■ DATA SHOWN
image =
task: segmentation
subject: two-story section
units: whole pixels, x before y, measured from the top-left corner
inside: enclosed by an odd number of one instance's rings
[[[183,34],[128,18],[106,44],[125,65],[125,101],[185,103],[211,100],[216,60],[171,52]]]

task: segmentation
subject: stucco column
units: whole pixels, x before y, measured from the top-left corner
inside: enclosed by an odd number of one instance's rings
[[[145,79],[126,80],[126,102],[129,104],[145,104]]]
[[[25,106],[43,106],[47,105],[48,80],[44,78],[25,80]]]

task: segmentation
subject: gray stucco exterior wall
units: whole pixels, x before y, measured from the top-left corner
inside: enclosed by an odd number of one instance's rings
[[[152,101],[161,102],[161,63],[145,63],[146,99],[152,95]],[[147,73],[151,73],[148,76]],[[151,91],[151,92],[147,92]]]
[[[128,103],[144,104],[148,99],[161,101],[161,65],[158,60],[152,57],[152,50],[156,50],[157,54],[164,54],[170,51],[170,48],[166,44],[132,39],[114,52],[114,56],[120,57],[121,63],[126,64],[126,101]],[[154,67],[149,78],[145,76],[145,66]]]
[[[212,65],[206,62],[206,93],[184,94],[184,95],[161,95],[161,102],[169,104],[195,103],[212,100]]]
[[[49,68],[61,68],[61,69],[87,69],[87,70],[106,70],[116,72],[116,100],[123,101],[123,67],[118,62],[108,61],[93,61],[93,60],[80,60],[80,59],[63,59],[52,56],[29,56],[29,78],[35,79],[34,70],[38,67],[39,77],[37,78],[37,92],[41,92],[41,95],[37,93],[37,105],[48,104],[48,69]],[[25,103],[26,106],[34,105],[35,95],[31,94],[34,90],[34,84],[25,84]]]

■ PROBLEM TO WORK ON
List every line of the records that contains the word "stucco", matching its case exactly, and copy each line in full.

■ RESPONSE TO THE TASK
subject: stucco column
subject: gray stucco exterior wall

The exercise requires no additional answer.